■ **TASK REQUIREMENTS**: For each line below that includes the string "second", show the whole line.

■ **EXCERPTED RECORDS**:
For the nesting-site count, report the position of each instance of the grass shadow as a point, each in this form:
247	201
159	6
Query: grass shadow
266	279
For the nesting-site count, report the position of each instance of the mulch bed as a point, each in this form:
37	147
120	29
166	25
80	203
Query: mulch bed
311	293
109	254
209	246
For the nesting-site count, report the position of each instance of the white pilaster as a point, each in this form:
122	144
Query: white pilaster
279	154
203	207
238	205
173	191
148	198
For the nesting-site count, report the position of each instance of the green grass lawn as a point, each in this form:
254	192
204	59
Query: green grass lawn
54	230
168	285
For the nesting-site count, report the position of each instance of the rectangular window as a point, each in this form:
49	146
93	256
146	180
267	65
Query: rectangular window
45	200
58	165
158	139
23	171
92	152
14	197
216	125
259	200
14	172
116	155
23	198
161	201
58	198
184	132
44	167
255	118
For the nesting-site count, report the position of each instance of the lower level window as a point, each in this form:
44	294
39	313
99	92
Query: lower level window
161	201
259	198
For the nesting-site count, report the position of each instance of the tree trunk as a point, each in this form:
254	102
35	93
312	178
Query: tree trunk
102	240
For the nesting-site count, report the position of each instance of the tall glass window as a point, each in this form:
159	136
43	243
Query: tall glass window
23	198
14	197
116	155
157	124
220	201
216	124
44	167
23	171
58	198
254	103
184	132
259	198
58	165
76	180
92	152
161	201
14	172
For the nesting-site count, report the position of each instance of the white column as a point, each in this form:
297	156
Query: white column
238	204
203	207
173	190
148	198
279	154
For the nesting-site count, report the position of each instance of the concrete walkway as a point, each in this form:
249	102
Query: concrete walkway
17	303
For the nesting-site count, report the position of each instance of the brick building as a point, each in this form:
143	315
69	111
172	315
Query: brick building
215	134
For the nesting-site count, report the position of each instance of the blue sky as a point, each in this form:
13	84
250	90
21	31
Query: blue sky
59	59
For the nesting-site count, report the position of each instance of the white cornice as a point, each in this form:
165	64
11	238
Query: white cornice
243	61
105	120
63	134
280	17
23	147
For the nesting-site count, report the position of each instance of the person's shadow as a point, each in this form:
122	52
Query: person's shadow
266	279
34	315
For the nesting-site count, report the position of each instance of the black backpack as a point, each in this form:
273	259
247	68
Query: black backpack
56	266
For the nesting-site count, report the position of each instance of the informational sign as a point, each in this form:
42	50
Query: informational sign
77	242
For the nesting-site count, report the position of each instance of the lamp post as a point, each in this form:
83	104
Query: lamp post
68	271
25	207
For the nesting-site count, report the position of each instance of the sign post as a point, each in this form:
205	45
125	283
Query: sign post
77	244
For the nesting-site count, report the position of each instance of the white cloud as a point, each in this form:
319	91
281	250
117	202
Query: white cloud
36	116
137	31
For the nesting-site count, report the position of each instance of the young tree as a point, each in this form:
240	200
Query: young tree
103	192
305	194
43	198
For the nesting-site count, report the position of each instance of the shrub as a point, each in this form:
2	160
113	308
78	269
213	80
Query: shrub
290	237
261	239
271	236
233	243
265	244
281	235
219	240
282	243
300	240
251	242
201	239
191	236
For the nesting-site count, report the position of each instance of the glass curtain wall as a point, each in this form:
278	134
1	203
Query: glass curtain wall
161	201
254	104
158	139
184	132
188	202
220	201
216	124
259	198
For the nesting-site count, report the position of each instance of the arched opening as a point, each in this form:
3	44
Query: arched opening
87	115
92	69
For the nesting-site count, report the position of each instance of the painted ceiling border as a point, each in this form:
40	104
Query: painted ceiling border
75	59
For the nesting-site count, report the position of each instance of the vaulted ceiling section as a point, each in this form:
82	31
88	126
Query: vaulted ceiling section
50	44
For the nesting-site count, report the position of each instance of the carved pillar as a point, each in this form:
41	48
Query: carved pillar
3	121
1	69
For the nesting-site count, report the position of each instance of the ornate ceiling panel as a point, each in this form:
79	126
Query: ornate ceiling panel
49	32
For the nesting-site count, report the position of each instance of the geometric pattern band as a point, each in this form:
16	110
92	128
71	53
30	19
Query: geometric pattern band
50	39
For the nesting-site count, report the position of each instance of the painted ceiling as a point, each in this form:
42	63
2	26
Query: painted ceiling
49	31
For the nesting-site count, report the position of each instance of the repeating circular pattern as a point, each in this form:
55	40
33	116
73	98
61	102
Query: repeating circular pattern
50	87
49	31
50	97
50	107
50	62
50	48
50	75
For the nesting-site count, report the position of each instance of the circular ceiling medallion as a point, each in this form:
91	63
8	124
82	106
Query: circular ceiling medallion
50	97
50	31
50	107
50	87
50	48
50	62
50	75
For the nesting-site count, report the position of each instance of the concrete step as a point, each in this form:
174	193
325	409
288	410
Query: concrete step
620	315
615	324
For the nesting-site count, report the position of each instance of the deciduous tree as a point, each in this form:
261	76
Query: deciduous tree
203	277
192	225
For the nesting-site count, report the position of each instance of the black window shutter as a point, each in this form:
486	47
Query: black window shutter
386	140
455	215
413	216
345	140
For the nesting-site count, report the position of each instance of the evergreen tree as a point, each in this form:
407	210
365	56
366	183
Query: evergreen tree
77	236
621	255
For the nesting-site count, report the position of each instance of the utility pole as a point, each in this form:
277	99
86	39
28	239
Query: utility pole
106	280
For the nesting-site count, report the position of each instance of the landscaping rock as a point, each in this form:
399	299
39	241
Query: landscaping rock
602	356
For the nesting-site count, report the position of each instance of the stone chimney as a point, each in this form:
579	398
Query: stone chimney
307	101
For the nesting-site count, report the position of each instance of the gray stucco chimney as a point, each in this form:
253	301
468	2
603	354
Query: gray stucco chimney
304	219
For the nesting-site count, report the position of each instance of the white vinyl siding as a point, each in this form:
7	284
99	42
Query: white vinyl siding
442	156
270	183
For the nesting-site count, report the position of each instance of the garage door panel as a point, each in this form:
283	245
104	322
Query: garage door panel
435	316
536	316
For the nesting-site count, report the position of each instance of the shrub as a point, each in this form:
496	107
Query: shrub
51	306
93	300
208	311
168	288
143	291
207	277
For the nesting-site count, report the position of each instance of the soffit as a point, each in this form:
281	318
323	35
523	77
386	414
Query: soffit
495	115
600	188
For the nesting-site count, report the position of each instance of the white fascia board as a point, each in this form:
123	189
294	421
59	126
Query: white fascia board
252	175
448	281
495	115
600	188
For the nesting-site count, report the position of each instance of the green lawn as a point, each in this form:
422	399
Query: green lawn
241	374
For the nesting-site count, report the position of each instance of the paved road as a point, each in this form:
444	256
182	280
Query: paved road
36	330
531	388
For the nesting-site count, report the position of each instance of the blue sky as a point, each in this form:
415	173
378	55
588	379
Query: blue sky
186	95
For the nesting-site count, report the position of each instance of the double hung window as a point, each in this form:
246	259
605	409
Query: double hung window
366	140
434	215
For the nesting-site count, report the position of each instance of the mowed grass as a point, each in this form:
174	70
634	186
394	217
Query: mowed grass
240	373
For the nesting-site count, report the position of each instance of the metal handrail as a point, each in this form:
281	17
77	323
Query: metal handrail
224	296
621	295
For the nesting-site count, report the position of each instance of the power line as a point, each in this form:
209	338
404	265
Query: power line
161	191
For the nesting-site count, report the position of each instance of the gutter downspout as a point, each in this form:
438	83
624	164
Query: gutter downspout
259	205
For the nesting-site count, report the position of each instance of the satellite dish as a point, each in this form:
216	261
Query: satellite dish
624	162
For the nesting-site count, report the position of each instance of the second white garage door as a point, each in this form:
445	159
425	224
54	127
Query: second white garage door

■ **SOLVED EXERCISE**:
For the nesting-site count, report the position of each instance of the second white garage door as a point, each in this form:
Query: second white garage door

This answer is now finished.